**Passage shown:**

At 3 PM, Bao and I went to the older SOGO to meet a friend of us for about an hour. We spent about 15 minutes just to find a seat at three busy cafes in the huge department store. We then went back to Xiaobao’s apartment to wait for Jack to join us for dinner. He had offered a lot of help to Xiaobao and we wanted to thank him for his help before we left Taipei. Another of Xiaobao’s Langley friend couldn’t come.

Jack came from 天母 “tian1 mu3” right after sun set and we went to a Sichuan restaurant near by. On the way there, we walked pass by this small restaurant called 王氏非常麵 “wang2 shi4 fei1 chang2 mian4” on a narrow side street about a stone throw from Xiaobao’s apartment. It specialized in noodles but also operated a government sanctioned Keno game. According to Xiaobao, each ticket is 25 NTD and we could bet as often as every 10 or 20 minutes. It ran 24/7 and we could be as often as we like. With each game, we could choose as many as 10 numbers or as few as four or five numbers. Of course, the more numbers we matched, out of 20 selected by the computer, the higher the winnings were. We each had a game or two and didn’t have any winning hand at all. I guessed that, like many state governments in the United States, Taiwanese government had to rely on lottery winnings to supplement government spending too. I wasn’t sure what kind of revenue stream this endless Keno game could bring to government’s purse, but allowing public gambling in such a way could bring sorrows and heartbreak to many who were addicted to gambling.

**Given data:**
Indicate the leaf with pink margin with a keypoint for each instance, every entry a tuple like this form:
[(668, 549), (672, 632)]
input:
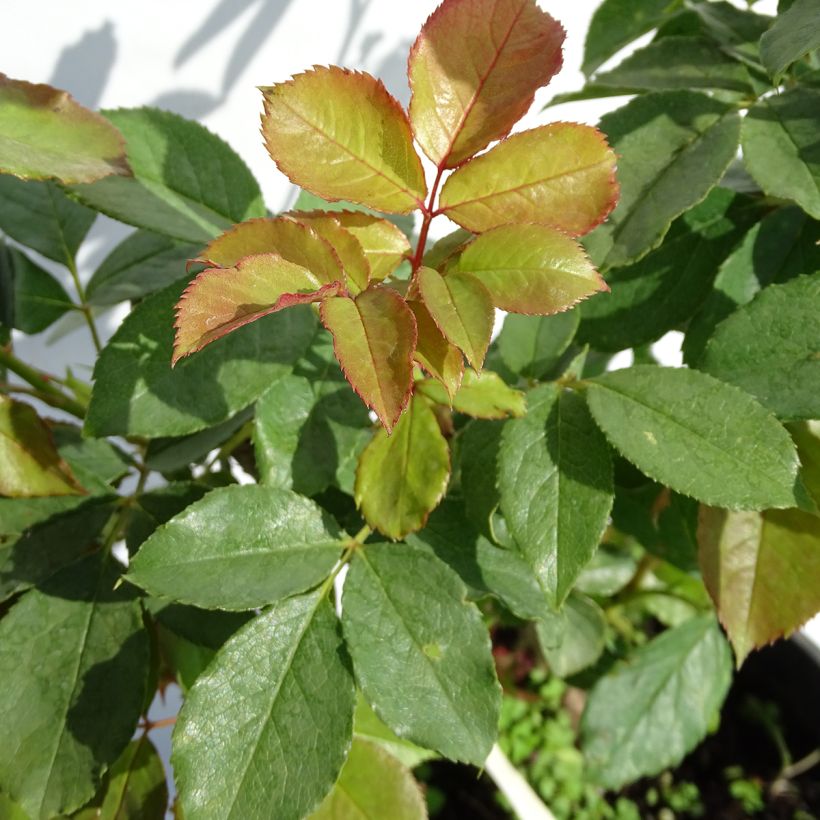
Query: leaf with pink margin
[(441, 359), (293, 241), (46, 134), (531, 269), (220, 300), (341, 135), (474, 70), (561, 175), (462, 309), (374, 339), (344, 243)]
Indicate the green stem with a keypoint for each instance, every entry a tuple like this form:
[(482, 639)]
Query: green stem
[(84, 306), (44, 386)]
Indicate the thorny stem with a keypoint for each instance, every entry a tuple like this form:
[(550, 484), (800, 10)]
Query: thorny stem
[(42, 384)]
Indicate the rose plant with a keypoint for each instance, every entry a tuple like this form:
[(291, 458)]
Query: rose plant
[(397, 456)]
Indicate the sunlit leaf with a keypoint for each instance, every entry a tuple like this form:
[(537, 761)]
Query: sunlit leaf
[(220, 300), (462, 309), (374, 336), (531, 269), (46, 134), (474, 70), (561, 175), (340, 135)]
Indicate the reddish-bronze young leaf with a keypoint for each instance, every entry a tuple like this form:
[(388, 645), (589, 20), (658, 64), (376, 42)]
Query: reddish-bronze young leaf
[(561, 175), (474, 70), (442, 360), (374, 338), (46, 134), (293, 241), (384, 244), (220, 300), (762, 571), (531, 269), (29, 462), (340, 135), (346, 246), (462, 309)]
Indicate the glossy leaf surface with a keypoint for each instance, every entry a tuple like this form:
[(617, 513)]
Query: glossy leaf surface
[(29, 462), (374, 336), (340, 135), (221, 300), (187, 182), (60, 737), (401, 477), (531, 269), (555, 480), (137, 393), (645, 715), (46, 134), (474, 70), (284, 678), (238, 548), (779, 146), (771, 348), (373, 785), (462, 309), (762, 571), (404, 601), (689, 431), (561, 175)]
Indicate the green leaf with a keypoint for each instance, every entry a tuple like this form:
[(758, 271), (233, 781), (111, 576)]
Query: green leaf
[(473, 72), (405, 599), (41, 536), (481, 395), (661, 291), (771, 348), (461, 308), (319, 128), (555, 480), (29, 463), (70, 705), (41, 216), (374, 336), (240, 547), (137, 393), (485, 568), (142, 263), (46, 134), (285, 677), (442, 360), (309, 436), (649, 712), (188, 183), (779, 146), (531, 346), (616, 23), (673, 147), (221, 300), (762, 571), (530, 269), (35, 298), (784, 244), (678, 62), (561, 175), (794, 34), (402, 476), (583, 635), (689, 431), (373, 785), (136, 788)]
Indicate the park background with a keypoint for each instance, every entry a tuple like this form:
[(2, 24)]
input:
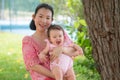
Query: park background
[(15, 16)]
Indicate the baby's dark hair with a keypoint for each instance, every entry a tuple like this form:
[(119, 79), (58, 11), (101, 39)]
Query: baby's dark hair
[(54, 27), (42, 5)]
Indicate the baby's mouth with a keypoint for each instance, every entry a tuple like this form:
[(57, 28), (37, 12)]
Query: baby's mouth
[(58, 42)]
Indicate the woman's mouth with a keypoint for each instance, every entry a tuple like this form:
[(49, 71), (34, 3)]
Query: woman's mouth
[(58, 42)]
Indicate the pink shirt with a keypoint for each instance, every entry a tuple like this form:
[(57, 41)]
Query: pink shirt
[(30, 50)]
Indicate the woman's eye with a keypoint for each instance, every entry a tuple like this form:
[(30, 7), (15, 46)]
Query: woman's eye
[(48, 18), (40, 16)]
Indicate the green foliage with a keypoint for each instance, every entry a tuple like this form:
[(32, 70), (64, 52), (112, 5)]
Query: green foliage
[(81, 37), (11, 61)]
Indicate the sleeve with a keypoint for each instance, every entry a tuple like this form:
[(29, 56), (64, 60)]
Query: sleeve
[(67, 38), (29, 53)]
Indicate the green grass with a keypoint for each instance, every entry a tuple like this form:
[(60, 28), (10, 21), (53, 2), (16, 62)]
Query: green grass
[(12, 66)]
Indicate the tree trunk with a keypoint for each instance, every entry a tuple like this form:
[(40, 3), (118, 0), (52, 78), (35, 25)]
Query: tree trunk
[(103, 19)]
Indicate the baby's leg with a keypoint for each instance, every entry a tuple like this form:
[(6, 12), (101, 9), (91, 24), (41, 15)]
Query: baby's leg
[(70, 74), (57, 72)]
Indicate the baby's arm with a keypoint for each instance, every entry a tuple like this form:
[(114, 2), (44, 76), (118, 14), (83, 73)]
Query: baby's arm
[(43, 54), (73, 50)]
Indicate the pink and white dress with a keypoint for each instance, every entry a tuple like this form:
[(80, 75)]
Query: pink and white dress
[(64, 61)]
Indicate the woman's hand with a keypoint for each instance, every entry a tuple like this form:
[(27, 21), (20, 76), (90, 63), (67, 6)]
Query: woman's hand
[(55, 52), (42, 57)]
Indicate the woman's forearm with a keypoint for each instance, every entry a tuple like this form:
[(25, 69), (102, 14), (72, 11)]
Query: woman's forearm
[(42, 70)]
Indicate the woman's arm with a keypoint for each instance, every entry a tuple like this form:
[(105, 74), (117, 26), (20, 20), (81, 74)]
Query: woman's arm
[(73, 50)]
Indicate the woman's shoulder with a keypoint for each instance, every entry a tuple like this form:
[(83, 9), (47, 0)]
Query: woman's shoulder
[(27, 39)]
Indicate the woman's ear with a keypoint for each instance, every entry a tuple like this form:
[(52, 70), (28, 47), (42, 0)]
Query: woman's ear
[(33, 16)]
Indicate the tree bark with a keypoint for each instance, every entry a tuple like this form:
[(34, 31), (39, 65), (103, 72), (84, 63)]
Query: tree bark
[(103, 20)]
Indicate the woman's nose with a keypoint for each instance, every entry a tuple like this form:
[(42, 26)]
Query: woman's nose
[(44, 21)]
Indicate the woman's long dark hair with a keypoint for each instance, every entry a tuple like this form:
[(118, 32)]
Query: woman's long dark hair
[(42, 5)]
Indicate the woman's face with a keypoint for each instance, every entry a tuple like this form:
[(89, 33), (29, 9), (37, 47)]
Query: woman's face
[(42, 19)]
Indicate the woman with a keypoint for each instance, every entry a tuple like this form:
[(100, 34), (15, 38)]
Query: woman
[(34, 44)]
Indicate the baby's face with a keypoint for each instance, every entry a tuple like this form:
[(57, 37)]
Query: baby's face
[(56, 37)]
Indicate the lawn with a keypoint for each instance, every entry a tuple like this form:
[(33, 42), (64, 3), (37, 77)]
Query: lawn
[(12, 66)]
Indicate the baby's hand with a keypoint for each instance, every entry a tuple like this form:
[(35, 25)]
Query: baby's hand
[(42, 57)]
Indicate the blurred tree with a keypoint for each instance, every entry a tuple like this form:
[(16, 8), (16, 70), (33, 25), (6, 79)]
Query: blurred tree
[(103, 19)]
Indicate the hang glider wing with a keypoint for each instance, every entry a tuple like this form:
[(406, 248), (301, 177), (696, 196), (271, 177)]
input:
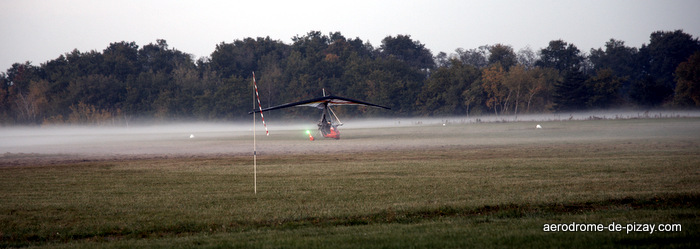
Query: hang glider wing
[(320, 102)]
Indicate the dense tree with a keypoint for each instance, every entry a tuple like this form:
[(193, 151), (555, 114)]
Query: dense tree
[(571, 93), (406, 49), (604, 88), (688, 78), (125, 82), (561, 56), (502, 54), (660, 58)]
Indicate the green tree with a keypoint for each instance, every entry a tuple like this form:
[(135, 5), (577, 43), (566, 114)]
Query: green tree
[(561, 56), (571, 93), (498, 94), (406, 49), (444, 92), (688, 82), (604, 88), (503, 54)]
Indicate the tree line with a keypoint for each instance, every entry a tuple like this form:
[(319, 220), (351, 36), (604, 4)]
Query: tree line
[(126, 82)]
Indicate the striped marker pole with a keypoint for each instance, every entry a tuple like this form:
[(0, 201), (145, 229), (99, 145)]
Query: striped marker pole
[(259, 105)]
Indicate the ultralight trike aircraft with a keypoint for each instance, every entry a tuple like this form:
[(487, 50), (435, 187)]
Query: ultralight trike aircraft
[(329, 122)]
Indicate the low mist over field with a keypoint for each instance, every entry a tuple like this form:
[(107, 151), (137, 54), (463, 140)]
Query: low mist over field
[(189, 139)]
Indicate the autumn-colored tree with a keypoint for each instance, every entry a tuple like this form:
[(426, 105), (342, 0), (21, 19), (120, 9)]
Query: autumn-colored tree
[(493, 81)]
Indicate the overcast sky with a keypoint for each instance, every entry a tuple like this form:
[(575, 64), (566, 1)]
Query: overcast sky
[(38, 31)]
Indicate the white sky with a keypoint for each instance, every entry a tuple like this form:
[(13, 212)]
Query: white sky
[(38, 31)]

---

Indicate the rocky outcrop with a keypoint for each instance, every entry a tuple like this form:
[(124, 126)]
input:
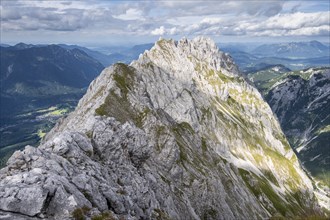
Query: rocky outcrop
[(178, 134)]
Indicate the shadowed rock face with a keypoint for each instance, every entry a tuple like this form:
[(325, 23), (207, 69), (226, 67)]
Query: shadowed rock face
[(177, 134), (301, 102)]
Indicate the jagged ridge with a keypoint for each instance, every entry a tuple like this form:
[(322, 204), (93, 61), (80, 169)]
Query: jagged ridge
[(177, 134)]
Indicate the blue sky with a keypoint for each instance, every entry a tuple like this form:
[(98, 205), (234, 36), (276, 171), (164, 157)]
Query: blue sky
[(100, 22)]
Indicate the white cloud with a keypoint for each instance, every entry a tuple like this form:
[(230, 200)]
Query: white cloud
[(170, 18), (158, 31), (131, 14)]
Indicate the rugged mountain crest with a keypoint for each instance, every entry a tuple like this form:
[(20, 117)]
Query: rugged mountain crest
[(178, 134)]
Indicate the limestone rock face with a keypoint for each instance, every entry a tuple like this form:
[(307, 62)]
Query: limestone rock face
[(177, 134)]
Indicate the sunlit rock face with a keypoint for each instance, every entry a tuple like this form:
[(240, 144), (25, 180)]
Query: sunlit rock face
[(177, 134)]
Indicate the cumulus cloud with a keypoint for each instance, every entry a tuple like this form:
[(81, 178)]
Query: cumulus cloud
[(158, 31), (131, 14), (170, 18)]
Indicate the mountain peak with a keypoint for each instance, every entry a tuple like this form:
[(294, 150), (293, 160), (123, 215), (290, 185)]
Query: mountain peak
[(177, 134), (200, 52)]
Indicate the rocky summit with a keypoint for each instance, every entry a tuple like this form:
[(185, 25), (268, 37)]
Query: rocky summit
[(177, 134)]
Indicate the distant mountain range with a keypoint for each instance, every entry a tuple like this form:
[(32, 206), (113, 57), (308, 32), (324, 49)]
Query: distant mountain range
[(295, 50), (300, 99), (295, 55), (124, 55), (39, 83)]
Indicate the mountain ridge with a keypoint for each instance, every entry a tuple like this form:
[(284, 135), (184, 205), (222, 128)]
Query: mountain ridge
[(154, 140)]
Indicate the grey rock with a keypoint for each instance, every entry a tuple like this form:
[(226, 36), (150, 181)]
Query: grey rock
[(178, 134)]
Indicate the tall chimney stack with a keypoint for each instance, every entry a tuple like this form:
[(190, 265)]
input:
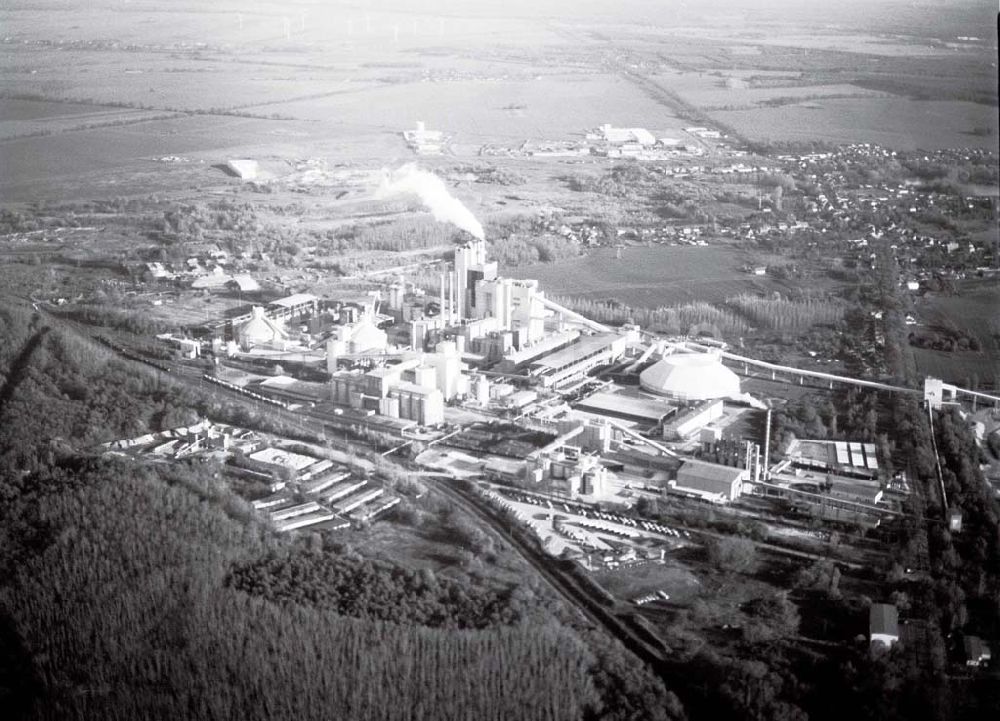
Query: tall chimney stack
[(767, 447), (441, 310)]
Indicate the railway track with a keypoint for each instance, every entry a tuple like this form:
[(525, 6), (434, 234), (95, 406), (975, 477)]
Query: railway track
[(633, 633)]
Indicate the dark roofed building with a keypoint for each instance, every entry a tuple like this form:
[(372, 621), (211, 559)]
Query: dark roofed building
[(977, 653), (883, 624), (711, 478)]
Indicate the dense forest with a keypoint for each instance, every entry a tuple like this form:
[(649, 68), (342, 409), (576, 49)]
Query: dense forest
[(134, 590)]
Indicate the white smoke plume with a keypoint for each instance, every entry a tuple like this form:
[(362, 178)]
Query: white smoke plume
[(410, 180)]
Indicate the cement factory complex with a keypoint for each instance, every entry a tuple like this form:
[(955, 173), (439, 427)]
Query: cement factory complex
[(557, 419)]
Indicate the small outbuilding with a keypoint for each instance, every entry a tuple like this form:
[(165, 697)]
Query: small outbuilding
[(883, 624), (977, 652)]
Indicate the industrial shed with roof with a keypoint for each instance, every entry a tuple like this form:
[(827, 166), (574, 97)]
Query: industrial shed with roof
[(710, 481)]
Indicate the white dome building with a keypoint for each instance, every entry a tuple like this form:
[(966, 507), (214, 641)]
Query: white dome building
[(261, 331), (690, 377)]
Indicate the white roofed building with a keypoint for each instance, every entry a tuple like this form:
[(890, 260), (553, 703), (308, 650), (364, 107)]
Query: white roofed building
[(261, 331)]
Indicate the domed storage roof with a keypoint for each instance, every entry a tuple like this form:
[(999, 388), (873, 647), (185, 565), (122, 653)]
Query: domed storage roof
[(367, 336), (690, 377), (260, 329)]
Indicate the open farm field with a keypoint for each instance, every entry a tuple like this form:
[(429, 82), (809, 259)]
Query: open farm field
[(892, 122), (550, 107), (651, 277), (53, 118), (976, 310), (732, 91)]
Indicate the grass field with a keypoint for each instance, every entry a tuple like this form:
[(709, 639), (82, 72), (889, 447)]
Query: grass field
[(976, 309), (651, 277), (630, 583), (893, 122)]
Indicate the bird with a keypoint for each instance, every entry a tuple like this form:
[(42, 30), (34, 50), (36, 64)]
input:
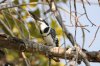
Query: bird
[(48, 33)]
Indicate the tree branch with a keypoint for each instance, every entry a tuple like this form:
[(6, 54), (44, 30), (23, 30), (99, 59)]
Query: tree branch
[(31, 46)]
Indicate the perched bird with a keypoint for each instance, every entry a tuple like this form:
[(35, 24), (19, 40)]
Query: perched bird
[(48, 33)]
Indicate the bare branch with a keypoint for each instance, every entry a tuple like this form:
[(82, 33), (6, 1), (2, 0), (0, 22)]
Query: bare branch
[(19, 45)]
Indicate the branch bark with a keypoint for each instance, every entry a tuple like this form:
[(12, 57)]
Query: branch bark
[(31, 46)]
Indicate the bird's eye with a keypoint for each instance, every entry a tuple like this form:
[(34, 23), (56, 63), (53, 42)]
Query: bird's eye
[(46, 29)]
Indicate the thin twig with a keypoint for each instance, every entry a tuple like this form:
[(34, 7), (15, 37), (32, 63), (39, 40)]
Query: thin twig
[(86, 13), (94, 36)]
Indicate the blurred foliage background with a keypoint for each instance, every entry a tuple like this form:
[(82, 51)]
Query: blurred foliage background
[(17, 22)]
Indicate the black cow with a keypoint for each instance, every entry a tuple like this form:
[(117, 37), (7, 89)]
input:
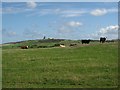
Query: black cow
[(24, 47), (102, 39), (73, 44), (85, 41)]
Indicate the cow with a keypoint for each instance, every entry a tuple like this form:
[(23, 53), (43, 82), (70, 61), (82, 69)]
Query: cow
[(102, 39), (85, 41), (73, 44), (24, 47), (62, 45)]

---

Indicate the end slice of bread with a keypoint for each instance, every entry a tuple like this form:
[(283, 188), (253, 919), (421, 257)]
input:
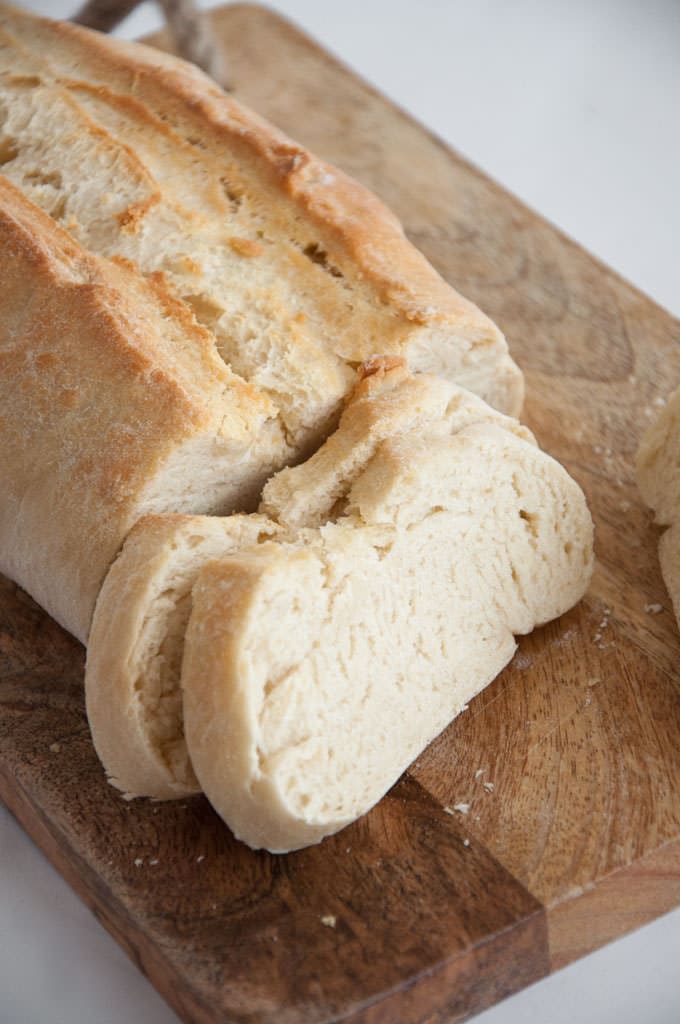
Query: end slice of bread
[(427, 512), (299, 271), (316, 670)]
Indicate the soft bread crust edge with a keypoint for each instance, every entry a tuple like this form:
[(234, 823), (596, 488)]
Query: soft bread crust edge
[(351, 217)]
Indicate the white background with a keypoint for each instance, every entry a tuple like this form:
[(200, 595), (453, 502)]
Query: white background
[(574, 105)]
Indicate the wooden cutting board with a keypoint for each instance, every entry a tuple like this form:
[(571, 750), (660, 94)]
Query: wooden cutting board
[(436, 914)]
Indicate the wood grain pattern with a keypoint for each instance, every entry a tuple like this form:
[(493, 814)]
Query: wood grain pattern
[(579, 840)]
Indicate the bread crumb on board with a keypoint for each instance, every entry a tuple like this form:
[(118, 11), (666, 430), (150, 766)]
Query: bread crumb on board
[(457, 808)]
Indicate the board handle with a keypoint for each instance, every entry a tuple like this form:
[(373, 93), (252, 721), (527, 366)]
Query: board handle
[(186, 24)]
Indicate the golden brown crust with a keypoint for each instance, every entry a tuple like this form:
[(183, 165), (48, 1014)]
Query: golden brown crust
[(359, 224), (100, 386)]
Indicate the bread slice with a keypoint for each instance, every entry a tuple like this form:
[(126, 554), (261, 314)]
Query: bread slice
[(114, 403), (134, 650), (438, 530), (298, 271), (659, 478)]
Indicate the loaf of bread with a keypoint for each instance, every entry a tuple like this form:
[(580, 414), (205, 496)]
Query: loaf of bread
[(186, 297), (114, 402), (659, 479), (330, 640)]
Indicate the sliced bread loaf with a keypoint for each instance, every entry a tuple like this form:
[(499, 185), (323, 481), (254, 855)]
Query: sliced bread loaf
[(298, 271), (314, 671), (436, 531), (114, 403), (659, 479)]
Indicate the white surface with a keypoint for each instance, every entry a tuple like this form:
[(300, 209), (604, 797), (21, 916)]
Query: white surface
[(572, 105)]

**Problems and tasks:**
1. In the Taipei travel passage, how much does each Keno ticket cost at the noodle restaurant?
2. Extend the Taipei travel passage, picking up after its final sentence.

**Answers to the problems:**
1. Each ticket costs 25 NTD.

2.
Winning numbers

The Sichuan restaurant, Kiki Restaurant, looked classic from its 門面 “men2 mian4,” or its overall appearance, and according to its display has been in operation since 1991. I guessed that this restaurant had to be good in order to survive 20 years in such a competitive market as Taipei. We ordered six homey dishes, or so called 家常菜”jia1 chang2 cai4” but they were all just okay. There string beans were as good as our restaurant’s version. The 麻婆豆腐 “ma2 po2 dou4 fu3” was numbing and spicy from its seasoning but the other dishes weren’t very authentic to me. The 蒜苗臘肉 “suan4 miao2 la4 rou4” (Young Leeks with Chinese Bacon) was under-cooked and it needed more cooking oil and more salt. The 炸醬麵 “zha4 jiang4 mian4” was below par. After the dinner, we went to SOGO food court together and had some 芝麻湯圆 “zhi1 ma2 tang1 yuan2” again. They were so good and filled with so much creamy and yummy 芝麻 that none of the frozen 芝麻湯圆 we could buy from the freezers here in Northern Virginia came even close. As I walked around the food court admiring bountiful desserts and pastries in various stores, the kids and Bao gathered around Jack’s laptop and checked out pictures of their mutual friends from the past. Their laughter could be heard from the other side of the food court. I was glad that they had a good time there.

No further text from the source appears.